▸ Exercise prompt
Please reproduce every entry below without omitting a single line.

═══

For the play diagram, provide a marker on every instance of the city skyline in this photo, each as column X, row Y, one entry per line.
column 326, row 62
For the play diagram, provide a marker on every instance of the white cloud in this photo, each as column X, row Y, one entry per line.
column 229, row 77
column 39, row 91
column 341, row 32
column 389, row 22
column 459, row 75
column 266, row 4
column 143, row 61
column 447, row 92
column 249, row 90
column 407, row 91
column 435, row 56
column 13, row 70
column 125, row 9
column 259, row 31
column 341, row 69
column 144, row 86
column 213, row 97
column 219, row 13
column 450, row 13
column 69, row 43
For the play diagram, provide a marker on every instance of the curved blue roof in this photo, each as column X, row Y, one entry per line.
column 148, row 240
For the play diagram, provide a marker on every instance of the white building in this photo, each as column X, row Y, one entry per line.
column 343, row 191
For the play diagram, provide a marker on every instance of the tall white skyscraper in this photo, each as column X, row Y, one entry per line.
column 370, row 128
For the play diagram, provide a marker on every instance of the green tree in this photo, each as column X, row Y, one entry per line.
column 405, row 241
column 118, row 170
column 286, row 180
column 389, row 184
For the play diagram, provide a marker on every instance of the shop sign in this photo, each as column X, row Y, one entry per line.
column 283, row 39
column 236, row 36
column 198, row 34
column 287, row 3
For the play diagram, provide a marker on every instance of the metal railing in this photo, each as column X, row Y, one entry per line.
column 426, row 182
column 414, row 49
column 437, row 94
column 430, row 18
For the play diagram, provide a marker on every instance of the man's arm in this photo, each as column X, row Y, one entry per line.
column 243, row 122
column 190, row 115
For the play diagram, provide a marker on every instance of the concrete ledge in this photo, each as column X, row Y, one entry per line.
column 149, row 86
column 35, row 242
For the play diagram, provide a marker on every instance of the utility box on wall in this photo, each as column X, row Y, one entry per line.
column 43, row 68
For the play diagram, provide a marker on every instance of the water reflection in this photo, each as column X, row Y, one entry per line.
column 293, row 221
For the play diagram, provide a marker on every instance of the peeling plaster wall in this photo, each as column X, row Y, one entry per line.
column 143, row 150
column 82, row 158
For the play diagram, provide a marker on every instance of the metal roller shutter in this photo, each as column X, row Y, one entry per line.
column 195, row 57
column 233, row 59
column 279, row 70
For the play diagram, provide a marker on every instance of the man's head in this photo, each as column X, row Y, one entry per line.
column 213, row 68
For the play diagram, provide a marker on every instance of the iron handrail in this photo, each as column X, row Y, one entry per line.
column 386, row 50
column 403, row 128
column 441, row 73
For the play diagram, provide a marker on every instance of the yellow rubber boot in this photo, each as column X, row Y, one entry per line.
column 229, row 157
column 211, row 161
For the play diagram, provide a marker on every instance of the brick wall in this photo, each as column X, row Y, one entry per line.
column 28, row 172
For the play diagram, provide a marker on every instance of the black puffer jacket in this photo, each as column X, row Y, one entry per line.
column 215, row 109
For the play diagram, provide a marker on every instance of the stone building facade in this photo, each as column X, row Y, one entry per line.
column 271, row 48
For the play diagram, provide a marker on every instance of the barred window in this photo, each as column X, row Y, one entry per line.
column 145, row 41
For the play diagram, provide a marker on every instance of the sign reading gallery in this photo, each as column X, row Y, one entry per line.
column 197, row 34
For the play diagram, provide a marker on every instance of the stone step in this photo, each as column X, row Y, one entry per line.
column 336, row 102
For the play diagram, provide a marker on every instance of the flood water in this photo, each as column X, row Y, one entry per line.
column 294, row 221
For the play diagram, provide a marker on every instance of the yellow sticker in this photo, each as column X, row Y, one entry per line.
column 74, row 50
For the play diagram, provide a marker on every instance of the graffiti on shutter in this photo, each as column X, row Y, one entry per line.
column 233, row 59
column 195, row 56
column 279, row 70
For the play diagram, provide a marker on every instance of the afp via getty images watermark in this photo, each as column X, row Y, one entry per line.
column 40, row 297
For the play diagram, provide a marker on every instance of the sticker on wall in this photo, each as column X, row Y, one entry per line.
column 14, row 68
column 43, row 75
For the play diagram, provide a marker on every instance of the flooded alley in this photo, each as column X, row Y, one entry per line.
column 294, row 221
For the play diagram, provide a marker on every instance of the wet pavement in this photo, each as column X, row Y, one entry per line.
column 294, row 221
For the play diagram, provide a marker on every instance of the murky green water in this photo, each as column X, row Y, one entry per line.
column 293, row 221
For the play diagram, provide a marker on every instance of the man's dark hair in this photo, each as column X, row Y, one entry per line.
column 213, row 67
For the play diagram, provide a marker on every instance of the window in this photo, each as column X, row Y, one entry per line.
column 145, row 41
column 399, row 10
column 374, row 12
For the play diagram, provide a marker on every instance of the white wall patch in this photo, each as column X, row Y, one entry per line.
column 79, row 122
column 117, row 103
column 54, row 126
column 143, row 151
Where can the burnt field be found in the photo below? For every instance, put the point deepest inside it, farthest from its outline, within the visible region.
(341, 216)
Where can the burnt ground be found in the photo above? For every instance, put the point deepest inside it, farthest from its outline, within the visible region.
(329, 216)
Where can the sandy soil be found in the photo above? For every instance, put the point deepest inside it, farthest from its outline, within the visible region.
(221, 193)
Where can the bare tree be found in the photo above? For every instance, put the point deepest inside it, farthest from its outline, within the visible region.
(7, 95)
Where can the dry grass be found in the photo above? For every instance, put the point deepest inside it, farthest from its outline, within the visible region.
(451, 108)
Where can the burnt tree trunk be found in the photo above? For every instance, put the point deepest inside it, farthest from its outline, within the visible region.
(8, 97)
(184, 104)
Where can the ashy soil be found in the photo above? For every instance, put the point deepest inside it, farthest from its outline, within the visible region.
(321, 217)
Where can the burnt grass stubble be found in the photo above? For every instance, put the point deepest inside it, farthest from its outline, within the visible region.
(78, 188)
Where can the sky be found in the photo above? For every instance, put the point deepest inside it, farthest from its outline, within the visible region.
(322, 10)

═══

▸ Exercise output
For the play diagram, provide a marker on every instance of the city skyline in this photo, each as column X, row Y, one entry per line.
column 326, row 62
For the play diagram, provide a marker on every instance of the white cloud in this photo, each as column X, row Y, one entry per line.
column 229, row 77
column 39, row 91
column 341, row 32
column 389, row 22
column 459, row 75
column 266, row 4
column 143, row 61
column 447, row 92
column 249, row 90
column 407, row 91
column 435, row 56
column 13, row 70
column 125, row 9
column 259, row 31
column 341, row 69
column 144, row 86
column 213, row 97
column 219, row 13
column 450, row 13
column 69, row 43
For the play diagram, provide a marker on every instance of the curved blue roof in this photo, each as column X, row Y, one entry per line.
column 148, row 240
For the play diagram, provide a marker on every instance of the white building in this photo, each as column X, row Y, one entry per line.
column 343, row 191
For the play diagram, provide a marker on every instance of the tall white skyscraper in this photo, each as column X, row Y, one entry per line.
column 370, row 128
For the play diagram, provide a marker on every instance of the green tree in this photo, each as column X, row Y, one entry per line.
column 405, row 241
column 118, row 170
column 286, row 180
column 389, row 184
For the play diagram, provide a marker on every instance of the shop sign in this photo, each as column X, row Y, one entry per line.
column 283, row 39
column 236, row 36
column 198, row 34
column 287, row 3
For the play diagram, provide a marker on every instance of the metal railing in this photo, each as column X, row Y, one entry per line.
column 426, row 182
column 414, row 49
column 437, row 94
column 430, row 18
For the play diagram, provide a marker on every instance of the man's arm in this photo, each as column X, row Y, one entry per line.
column 243, row 122
column 190, row 115
For the play diagram, provide a marker on every instance of the concrete ledge in this photo, each as column X, row Y, one entry per line.
column 149, row 86
column 35, row 242
For the play diagram, provide a marker on every instance of the utility box on wall in this photo, each as column X, row Y, one entry per line.
column 43, row 68
For the play diagram, provide a marker on every instance of the water reflection in this photo, each as column X, row Y, one entry per line.
column 293, row 221
For the play diagram, provide a marker on every instance of the peeling plaster wall in this photo, each as column X, row Y, one entry per line.
column 143, row 150
column 82, row 158
For the play diagram, provide a marker on every instance of the metal roller shutter in this photo, each as column X, row Y, one entry per line.
column 195, row 57
column 233, row 59
column 279, row 70
For the play diagram, provide a marker on every instance of the man's head in this photo, each as column X, row Y, one entry per line.
column 213, row 68
For the play diagram, provide a marker on every instance of the iron handrail in this photo, each as column X, row Y, one entry per line.
column 386, row 50
column 403, row 128
column 441, row 73
For the play diagram, provide a marker on every instance of the yellow rubber boot in this photo, each as column X, row Y, one entry per line.
column 229, row 157
column 211, row 161
For the play diagram, provide a marker on every instance of the brick wall in this photo, each as column X, row Y, one entry per line.
column 28, row 172
For the play diagram, provide a marker on every instance of the black puffer jacket in this photo, each as column X, row Y, one entry per line.
column 215, row 109
For the play diagram, provide a marker on every instance of the stone building facade in this photo, each as column X, row Y, one entry per line.
column 271, row 48
For the play diagram, provide a marker on every instance of the barred window in this photo, each as column X, row Y, one entry per line.
column 145, row 41
For the play diagram, provide a marker on every instance of the sign reading gallery in this photo, each as column X, row Y, one entry per line.
column 197, row 34
For the play diagram, provide a marker on every instance of the stone step in this photo, each as column X, row Y, one entry per line.
column 336, row 102
For the play diagram, provide a marker on every instance of the flood water in this photo, each as column X, row Y, one entry per line.
column 294, row 221
For the play diagram, provide a marker on every instance of the yellow sticker in this photo, each as column X, row Y, one entry per line.
column 74, row 50
For the play diagram, provide a marker on every instance of the graffiti on shutter in this photo, each as column X, row Y, one entry per line.
column 233, row 59
column 195, row 56
column 279, row 70
For the play diagram, provide a marker on every instance of the afp via getty images watermark in this photo, each as column X, row Y, one entry per line.
column 40, row 297
For the play diagram, provide a marker on every instance of the sticker on wall in this photo, each as column X, row Y, one entry per line.
column 14, row 68
column 43, row 75
For the play diagram, provide a marker on every instance of the flooded alley in this photo, each as column X, row Y, one entry per line.
column 294, row 221
For the play diagram, provide a marker on every instance of the wet pavement in this photo, each as column X, row Y, one entry per line.
column 294, row 221
For the play diagram, provide a marker on every instance of the murky green water in this photo, each as column X, row Y, one entry per line.
column 293, row 221
For the play diagram, provide a marker on every instance of the man's dark hair in this photo, each as column X, row Y, one entry per line.
column 213, row 67
For the play diagram, provide a marker on every instance of the window in this photo, each as column X, row Y, one entry per line.
column 145, row 41
column 399, row 10
column 374, row 12
For the play diagram, provide a marker on every instance of the white wall patch in this photo, each as column X, row Y, one entry per line.
column 79, row 122
column 117, row 103
column 54, row 126
column 143, row 151
Where can the burnt field be found in the photo below? For every instance, put the point deepest inside it, farthest from its outline, within the visible region.
(341, 216)
Where can the burnt ground be found in the photo above? For every instance, put the point deepest inside it, farthest from its outline, within the visible region.
(329, 216)
Where can the sandy soil be found in the photo above? For every instance, put the point deepest inside it, farthest from its outline, within the visible region.
(221, 193)
Where can the bare tree be found in the photo above? For every instance, put the point deepest inside it, farthest from its outline, within the visible region.
(7, 95)
Where can the dry grass be found in the photo above? For every instance, put the point deepest inside it, farthest from its outline, within the visible region.
(451, 108)
Where can the burnt tree trunk be found in the photo above? For every instance, put the point deepest inside it, farthest from its outline, within the visible region.
(8, 97)
(184, 104)
Where can the ashy soil be found in the photo above? For every instance, put the point deepest inside it, farthest from its outline, within the visible region.
(321, 217)
Where can the burnt grass stubble be found in the photo above? For every instance, put the point deepest inside it, farthest from its outline, within the visible region.
(78, 188)
Where can the sky be found in the photo above? For every instance, put the point deepest inside it, farthest from its outline, within the visible region.
(322, 10)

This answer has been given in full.